● **Do this**
Rewrite the entries starting with the line that contains "Batch job spec — class: knights" and going on through the line that contains "58, 422, 419, 884", replacing "jersey" with "shirt" and keeping everything else the same. Give only those lines.

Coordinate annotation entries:
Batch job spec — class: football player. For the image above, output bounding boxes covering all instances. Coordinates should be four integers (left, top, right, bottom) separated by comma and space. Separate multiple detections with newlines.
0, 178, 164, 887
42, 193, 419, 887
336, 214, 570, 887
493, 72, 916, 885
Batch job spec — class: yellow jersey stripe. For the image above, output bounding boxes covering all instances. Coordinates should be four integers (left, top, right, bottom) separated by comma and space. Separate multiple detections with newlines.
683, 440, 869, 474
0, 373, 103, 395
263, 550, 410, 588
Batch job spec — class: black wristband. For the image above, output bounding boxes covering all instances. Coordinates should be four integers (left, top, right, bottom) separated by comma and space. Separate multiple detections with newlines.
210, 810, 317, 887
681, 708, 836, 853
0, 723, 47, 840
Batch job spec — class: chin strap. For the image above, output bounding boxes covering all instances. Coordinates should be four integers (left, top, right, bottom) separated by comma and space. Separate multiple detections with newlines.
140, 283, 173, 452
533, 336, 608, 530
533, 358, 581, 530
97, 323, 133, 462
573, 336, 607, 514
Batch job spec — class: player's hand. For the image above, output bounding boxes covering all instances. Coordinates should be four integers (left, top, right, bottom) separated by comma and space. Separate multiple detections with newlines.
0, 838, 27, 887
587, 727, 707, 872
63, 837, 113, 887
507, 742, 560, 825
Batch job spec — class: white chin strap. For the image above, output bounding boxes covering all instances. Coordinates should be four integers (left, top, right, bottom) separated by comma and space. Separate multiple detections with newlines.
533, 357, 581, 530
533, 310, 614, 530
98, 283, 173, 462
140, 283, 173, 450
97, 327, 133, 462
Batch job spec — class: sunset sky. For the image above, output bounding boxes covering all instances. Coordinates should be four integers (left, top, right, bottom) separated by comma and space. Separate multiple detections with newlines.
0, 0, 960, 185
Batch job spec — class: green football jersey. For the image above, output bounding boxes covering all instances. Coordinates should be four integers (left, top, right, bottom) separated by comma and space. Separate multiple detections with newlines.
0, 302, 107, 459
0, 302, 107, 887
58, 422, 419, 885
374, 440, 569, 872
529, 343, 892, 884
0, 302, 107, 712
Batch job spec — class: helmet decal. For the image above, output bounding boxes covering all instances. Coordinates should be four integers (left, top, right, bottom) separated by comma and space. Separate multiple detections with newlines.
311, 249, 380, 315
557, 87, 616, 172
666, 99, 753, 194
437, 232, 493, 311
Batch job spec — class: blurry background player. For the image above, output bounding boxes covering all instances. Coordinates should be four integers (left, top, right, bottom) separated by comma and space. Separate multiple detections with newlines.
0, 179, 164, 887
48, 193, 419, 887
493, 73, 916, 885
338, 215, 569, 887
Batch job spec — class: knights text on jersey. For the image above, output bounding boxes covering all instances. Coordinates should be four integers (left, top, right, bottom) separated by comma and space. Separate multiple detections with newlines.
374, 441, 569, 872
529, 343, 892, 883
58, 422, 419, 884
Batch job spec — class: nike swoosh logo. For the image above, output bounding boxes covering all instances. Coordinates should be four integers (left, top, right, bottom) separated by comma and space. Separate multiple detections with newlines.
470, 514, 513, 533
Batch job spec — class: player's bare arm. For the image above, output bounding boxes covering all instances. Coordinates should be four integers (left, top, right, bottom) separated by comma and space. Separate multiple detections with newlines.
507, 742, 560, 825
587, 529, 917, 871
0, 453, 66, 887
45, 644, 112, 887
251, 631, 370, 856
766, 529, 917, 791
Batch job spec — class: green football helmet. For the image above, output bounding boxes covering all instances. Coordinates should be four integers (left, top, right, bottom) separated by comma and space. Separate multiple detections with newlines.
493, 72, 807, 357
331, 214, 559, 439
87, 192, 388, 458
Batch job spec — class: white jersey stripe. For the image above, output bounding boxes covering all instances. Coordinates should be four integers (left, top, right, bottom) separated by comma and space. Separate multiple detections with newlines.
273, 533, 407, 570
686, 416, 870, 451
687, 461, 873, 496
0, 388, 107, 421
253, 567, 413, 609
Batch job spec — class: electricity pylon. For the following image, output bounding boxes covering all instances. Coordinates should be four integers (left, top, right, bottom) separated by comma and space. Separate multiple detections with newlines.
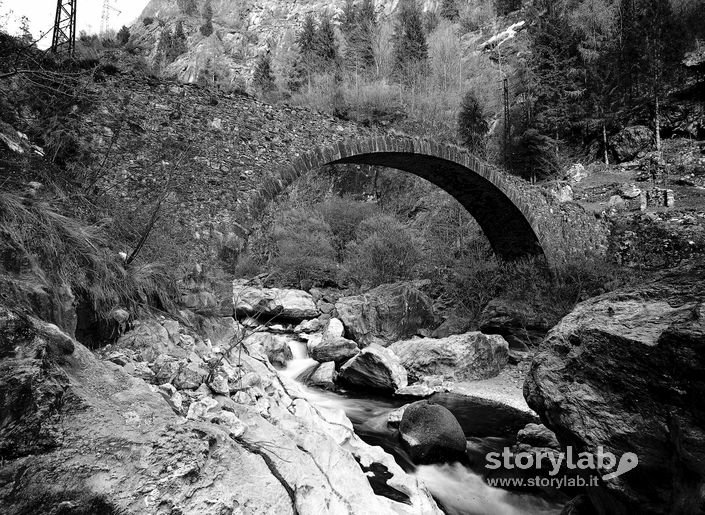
51, 0, 77, 56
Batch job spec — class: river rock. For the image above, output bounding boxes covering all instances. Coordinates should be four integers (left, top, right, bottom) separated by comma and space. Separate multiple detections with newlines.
307, 361, 338, 390
335, 282, 435, 347
0, 306, 441, 515
338, 344, 407, 392
399, 401, 466, 464
609, 125, 655, 163
233, 281, 320, 322
245, 332, 293, 367
173, 362, 208, 390
524, 265, 705, 514
389, 331, 509, 382
115, 319, 186, 361
478, 299, 551, 350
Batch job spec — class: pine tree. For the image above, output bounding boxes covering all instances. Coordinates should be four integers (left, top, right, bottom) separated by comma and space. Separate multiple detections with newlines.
314, 13, 338, 70
116, 25, 130, 45
441, 0, 460, 21
252, 51, 275, 93
393, 0, 428, 76
458, 91, 489, 155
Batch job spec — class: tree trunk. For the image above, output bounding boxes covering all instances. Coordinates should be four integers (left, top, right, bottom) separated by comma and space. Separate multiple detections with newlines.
654, 95, 661, 153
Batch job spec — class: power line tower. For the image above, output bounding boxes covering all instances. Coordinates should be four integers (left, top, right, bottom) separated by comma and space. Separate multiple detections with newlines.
100, 0, 122, 34
51, 0, 77, 56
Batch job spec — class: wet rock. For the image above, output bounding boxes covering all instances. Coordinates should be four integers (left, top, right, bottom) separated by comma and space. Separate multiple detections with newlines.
399, 401, 466, 464
307, 318, 360, 365
233, 281, 320, 321
245, 332, 293, 367
338, 344, 407, 392
306, 361, 338, 390
478, 299, 550, 350
335, 282, 435, 347
524, 266, 705, 514
431, 312, 470, 338
389, 331, 509, 382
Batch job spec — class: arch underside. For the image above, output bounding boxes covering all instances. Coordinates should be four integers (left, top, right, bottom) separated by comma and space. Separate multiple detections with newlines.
327, 152, 544, 260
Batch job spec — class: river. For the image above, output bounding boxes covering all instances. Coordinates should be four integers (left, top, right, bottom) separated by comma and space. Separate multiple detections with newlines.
280, 343, 565, 515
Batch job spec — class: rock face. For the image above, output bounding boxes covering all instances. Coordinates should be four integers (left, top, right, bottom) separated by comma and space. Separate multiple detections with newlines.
389, 331, 509, 382
0, 307, 440, 515
399, 401, 466, 464
335, 283, 435, 347
339, 344, 407, 392
233, 281, 320, 321
609, 125, 655, 163
478, 299, 550, 350
524, 265, 705, 514
308, 318, 360, 365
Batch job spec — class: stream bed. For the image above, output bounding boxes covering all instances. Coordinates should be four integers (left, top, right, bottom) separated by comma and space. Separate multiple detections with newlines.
280, 343, 565, 515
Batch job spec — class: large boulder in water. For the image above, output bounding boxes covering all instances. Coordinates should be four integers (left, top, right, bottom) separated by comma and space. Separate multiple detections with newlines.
478, 299, 551, 350
233, 280, 320, 321
338, 344, 408, 392
308, 318, 360, 365
335, 282, 435, 347
399, 401, 466, 464
524, 264, 705, 514
389, 331, 509, 382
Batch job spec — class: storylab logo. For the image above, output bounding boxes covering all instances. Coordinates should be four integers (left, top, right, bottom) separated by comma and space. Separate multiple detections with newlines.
485, 445, 639, 487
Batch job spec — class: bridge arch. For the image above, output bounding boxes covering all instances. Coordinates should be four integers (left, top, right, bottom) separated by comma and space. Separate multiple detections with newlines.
248, 136, 550, 264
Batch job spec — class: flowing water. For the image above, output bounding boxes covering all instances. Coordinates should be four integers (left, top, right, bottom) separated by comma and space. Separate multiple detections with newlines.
280, 342, 563, 515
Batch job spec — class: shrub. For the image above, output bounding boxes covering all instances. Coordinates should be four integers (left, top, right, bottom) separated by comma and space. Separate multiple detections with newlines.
316, 196, 377, 261
345, 215, 421, 287
273, 208, 336, 286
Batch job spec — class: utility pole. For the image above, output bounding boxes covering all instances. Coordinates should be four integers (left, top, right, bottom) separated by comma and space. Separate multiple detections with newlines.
51, 0, 77, 56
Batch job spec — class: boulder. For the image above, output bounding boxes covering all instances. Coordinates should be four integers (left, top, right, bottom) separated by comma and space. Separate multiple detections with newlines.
115, 319, 187, 361
233, 281, 320, 321
0, 306, 441, 515
609, 125, 655, 163
306, 361, 338, 390
244, 332, 293, 367
335, 282, 435, 347
389, 331, 509, 382
173, 362, 208, 390
307, 336, 360, 364
524, 264, 705, 514
478, 299, 551, 350
431, 312, 470, 338
399, 401, 466, 464
338, 344, 407, 392
307, 318, 360, 365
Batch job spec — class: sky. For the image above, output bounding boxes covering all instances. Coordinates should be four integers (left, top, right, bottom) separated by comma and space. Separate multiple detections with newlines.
0, 0, 149, 48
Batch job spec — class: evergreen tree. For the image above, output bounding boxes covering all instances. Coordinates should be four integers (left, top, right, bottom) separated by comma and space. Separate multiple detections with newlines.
116, 25, 130, 45
314, 13, 338, 70
458, 91, 489, 155
177, 0, 198, 16
393, 0, 428, 72
252, 51, 275, 93
200, 0, 213, 37
441, 0, 460, 21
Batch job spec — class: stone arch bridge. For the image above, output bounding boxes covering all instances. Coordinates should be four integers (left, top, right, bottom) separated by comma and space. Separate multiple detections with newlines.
247, 136, 592, 266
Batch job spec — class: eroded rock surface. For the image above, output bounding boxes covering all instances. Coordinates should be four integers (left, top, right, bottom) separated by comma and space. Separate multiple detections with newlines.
335, 283, 435, 347
524, 266, 705, 514
389, 331, 509, 381
0, 308, 440, 514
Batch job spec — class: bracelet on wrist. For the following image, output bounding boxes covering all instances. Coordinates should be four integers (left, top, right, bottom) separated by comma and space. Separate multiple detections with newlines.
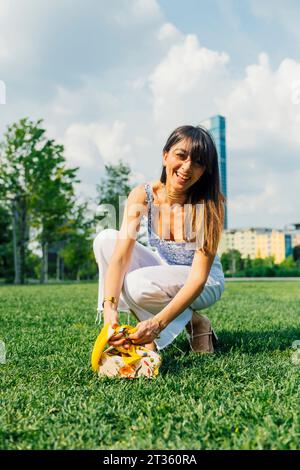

● **Answer to this problem**
Batch job spec — class: knights text on shirt. For the image above, output bounding boxes covering all instances. Coordinates should be four integers (left, top, right, bottom) separated by comma and space. Separate multiple detections with newlines.
374, 441, 569, 872
529, 343, 892, 883
58, 422, 419, 884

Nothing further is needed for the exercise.